__À FAIRE__. Recopiez à l'identique toutes les lignes des enregistrements ci-dessous, s'il vous plaît.

__MATÉRIEL FOURNI__.

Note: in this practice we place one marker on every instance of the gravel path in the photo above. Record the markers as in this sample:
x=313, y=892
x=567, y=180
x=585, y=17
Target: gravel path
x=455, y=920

__RÉSULTAT__.
Note: in this practice we place one marker on every instance of the gravel path in the photo above. Record the markers as in this sample:
x=313, y=892
x=567, y=180
x=585, y=17
Target: gravel path
x=455, y=920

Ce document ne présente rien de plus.